**Exercise brief:**
Pick out each line in the listing below that contains the string "positive" and copy those lines.

**Input for this task:**
════════════════
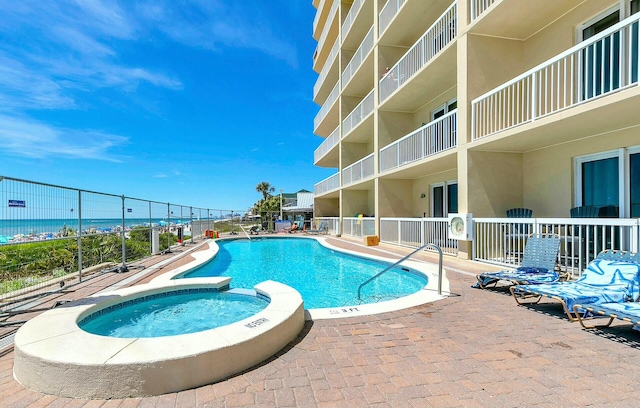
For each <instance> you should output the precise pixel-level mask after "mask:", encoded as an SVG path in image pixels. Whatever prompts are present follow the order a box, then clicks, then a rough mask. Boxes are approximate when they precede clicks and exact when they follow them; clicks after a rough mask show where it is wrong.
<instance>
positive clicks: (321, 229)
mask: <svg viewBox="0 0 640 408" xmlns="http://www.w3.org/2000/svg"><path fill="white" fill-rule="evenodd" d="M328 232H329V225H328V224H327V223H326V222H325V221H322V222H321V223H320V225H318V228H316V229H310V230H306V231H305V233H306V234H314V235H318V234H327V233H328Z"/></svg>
════════════════
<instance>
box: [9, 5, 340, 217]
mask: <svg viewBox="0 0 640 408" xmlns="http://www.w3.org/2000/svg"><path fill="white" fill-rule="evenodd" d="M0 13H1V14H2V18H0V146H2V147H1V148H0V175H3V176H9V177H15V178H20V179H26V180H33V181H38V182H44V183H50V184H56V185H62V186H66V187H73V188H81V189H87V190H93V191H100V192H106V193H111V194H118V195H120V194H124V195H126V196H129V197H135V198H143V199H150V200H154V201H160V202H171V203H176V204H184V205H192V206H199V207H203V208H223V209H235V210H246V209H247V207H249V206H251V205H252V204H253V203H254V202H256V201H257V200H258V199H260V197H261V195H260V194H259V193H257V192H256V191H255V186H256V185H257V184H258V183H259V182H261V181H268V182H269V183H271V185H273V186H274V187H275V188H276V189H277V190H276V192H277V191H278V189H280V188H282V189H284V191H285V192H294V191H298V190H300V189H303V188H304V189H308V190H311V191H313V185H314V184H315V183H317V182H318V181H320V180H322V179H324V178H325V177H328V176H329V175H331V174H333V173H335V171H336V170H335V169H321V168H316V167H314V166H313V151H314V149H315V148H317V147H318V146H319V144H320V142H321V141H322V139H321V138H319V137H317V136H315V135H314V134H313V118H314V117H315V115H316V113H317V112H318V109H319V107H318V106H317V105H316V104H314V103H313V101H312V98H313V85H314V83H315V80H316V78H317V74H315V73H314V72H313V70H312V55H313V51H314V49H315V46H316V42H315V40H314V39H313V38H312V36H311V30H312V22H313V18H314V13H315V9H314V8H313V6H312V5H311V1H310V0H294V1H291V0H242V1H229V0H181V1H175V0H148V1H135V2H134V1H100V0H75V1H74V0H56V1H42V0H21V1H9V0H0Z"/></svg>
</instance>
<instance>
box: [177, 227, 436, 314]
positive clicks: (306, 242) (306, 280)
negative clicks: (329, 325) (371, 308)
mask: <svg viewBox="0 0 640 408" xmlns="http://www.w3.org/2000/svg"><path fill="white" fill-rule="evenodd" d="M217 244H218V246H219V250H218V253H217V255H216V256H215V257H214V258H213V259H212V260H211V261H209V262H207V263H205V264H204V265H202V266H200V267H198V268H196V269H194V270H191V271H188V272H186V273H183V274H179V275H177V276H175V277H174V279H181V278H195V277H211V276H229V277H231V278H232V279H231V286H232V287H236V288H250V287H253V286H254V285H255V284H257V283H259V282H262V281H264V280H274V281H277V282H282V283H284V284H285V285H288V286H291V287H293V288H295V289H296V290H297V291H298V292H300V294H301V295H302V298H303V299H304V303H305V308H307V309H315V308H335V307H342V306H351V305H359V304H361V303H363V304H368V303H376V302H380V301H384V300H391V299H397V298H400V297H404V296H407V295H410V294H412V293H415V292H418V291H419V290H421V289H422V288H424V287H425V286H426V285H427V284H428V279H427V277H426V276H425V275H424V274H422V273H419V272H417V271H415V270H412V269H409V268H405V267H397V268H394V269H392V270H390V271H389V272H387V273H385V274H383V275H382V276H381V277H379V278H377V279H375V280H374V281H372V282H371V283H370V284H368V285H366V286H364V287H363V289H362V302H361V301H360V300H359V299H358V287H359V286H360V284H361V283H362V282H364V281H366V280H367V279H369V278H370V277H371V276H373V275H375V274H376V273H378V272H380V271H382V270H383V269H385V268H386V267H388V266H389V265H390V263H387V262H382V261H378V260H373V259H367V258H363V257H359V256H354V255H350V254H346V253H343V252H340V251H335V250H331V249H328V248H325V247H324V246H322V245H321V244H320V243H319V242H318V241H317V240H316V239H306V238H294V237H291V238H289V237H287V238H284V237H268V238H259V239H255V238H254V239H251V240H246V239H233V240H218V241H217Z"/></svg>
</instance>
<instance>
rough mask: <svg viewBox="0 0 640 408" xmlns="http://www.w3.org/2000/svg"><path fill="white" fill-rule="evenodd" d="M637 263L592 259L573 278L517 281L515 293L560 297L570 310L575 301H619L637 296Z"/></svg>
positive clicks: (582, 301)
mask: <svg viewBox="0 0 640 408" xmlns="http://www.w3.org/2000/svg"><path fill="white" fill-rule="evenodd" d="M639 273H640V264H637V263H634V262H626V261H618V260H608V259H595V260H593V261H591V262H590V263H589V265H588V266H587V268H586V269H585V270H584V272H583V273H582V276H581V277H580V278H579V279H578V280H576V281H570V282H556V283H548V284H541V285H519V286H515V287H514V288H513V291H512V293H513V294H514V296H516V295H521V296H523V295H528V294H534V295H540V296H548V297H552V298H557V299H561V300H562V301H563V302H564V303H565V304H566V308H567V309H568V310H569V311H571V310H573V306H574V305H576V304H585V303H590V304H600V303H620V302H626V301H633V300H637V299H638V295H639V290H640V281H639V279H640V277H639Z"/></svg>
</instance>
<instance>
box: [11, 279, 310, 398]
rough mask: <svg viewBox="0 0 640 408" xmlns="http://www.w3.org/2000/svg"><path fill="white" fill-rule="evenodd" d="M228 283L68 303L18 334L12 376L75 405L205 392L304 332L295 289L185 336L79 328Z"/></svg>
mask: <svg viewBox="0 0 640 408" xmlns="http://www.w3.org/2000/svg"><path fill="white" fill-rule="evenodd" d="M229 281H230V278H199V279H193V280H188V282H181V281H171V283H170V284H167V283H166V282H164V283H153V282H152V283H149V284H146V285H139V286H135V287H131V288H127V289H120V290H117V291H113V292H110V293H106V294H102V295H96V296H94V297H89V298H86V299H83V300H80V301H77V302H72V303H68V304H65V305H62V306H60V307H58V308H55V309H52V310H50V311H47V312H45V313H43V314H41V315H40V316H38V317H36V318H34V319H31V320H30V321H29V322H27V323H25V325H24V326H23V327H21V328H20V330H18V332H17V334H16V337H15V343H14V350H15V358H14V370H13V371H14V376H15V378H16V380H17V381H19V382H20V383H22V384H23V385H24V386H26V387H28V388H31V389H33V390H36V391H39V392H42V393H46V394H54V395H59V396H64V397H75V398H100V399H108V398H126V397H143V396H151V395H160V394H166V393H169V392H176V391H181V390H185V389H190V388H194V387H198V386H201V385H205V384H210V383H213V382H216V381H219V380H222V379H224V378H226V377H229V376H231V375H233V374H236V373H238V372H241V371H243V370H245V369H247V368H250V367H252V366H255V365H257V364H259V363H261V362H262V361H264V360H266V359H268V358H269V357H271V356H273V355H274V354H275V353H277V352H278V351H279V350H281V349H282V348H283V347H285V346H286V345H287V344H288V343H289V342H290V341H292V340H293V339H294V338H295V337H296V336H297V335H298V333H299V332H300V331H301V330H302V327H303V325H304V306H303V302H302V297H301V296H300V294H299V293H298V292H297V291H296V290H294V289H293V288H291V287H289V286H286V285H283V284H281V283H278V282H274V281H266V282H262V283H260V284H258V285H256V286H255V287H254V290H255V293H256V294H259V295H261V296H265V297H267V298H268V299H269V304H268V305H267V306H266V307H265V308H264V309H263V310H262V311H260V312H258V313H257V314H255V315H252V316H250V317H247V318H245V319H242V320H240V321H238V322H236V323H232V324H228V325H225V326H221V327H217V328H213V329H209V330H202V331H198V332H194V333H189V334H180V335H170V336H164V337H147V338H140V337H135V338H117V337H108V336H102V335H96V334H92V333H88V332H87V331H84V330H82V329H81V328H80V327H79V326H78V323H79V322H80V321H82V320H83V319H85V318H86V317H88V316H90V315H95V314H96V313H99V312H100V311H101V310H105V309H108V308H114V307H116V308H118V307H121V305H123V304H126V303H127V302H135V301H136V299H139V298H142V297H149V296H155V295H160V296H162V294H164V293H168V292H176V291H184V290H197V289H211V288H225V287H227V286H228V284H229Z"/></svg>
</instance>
════════════════
**Solution for this problem:**
positive clicks: (321, 229)
positive clicks: (306, 242) (306, 280)
positive clicks: (582, 301)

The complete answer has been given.